**Jobs**:
(a) According to the page on open source information retrieval libraries, what is the name of the MySQL plug-in that lets you query a Sphinx index?
(b) Transcribe the part of the page on information retrieval libraries starting at "The choices" and ending at "everything they need.".
(c) Carry on the page on information retrieval libraries from its final line, picking up with the next step of the Sphinx search workflow.

**Extract to read**:
Free/open source information retrieval libraries

What are they and why using one

Information retrieval libraries are software libraries that provides functionality for searching within databases and documents within them. In particular, this often refers to searching text document for combinations of words and/or phrases.

Database software such as MySQL are very good at storing and managing data but many of them are poor at searching text. One can bundle an information retrieval library with database software to add good searching capability to databases. Take websites for an example. The main database can handle insert/update/delete/view operations of articles and the search library can handle the in-site search engine.

The choices

Sphinx

~~It’s~~Sphinx is relatively new and written by a single programmer (Andrew Aksyonoff) in Russia. Features are added in an ad-hoc matter and are limited. But it’s very fast (probably faster than anything else out there) for both indexing and searching. For a majority of document-retrieval systems (e.g. websites, knowledge bases), Sphinx probably has everything they need.

How it runs

Sphinx is written in C++. Other programs can link against Sphinx and use its functions. Alternatively, Sphinx provides a search daemon (searchd). Programs can talk to it and query against its indices using socket communication.

There are APIs for PHP (standard), Ruby (see UltraSphinx) and ~~Java.~~Java (standard). The APIs ~~provides~~provide functions in these languages that when called, serialize and send the queries to searchd (and then receives answers and unserialize the result).

There is a plug-in (storage engine to be exact) for MySQL 5.5 called SphinxSE. You can query against a Sphinx index just like querying a MySQL database.

There is no plug-in architecture within Sphinx yet. If you want to extending its functionality, you have to modify the source and re-compile.

Supported queries

Word and phrase search
Boolean operations (AND, OR, NOT), although nesting is not supported
Word-word proximity search (i.e. a number of words within a distance of each other)
Multi-field query
Grouping of records by date on fields that are defined as UNIX timestamps (like SQL’s GROUP BY)
Sorting by fields, ascending or descending, single or multi-field

Data storage

Sphinx stores integers (including UNIX timestamps, which Sphinx has special support for). Although Sphinx indexes strings, tokenized or not, it does not store them. Therefore, the documents have to be stored in MySQL. The work flow for searching is like this:

Translate a system query into a Sphinx query.

**Records provided**:

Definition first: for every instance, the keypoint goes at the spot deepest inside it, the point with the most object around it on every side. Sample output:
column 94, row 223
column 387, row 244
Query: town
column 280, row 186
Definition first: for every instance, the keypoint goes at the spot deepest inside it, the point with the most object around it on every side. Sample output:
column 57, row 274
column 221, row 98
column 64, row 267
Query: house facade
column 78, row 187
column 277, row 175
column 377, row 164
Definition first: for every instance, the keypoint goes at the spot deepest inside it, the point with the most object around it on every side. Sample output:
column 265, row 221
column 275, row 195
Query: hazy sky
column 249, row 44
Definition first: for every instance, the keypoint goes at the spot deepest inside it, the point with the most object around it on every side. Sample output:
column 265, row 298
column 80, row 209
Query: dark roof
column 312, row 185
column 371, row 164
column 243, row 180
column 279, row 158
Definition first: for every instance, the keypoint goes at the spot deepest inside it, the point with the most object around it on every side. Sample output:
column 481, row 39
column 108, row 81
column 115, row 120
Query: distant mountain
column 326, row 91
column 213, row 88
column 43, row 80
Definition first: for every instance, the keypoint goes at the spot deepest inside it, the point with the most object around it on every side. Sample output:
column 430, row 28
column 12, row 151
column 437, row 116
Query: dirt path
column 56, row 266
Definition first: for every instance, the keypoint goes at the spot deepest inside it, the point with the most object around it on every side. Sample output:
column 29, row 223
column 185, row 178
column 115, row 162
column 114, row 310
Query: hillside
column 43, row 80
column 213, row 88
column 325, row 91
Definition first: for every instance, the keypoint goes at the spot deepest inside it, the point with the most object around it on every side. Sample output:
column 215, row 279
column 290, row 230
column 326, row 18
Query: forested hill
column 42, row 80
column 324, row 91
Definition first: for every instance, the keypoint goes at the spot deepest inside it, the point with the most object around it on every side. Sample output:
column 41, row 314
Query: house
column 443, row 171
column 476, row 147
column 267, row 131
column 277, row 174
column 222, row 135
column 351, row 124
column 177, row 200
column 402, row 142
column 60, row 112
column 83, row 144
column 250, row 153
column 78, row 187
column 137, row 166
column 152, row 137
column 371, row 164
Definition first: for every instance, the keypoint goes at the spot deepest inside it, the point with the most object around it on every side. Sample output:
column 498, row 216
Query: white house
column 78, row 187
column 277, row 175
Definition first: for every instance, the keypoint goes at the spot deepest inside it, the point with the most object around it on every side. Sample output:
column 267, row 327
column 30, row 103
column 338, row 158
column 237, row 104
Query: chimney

**Answers per task**:
(a) SphinxSE

(b)
The choices

Sphinx

~~It’s~~Sphinx is relatively new and written by a single programmer (Andrew Aksyonoff) in Russia. Features are added in an ad-hoc matter and are limited. But it’s very fast (probably faster than anything else out there) for both indexing and searching. For a majority of document-retrieval systems (e.g. websites, knowledge bases), Sphinx probably has everything they need.

(c)
Give Sphinx the query and get back a list of document IDs.
Ask MySQL for the document records with the given document IDs.
Process the document records.

Sphinx supports updating the index, but according to the doc, it’s not faster than ~~rebuild~~rebuilding the index. An alternative is to use a “main+delta” scheme, as described in the doc.

Performance

Both indexing and searching are very fast. In our case, it indexes 40000 documents (1 GB) in about 3 minutes. Queries are executed in the order of 10 ms ~~each.~~each (although some are in the 500ms range). Queries seem to be cached and repeated queries are executed even faster.

Resource usage

Sphinx is easy on system resource. You can specify how much memory the indexer uses. The default (32 MB) satisfies our need. The search daemon uses about 10 MB of memory. CPU usage is also very low.

Lucene

Lucene is older and considered more mature. It is used in many big projects such as Wikipedia. It might take more time to fine-tune (partly because there are so many ways to do things). If you need the extra functionality, Lucene is worth trying.

Lucene In Action is a must-read if you want to use this library.

How it runs

Lucene is embedded inside the programs that use it (think Berkeley DB).

There are ports of Lucene to PHP, Ruby, C, C++, C#, Delphi and others. See Lucene’s website for details. Ports usually lag behind the main Lucene project. To use the main project with other programming languages, refer to PHP/Java Bridge (which ishas been renamed to VMBridge and is adding support for other languages).

For ready-to-use search-daemon-like service, refer to ~~Solr,~~"Solr:http://lucene.apache.org/solr/ , which is “open source enterprise search server based on the Lucene search library, with XML/HTTP and JSON APIs, hit highlighting, faceted search, caching, replication, and a web administration interface.”

Lucene does not do specific processing such as keyword-highlighting or web-crawling. Related projects (e.g. Solr, Nutch) fill in these gaps.

Supported queries

Lucene provides the “building-blocks” for a search system. In other words, you build the system yourself, but you can build it any way you want. For example, the several primitive types of queries are sufficient to build about any kind of query you want.

Word and phrase search
Boolean operations (AND, OR, NOT) with or without nesting
Span queries (a span is a [document, starting location, ending location] pair) that can build proximity search and more
Multi-field query
Grouping is not build-in but you can build it yourself
Sorting by fields or using your own function

~~Also,~~The biggest gain of building thing at this low level is flexibilty (of building whatever you like) and the additional information about the documents and the searh process that other “ready-to-run” libraries don’t give you. For example:

In addition to TermDocs ([term, document] pairs grouped by term), you have access to TermPositions ([term, document, position] pairs grouped by term) and term vectors (document, term, position] pairs grouped by document). Such information is very useful for doing statistics things fast (from word count to something more complex).

You can trace how Lucene selects and scores the ~~documents.~~
documents (using the Explanation class).

Data storage

Lucene supports storing and/or indexing and/or tokenizing text. Note that it treats everything as strings.

In theory, it can replace the database and still perform well on many kinds of applications. Not sure how it would perform though.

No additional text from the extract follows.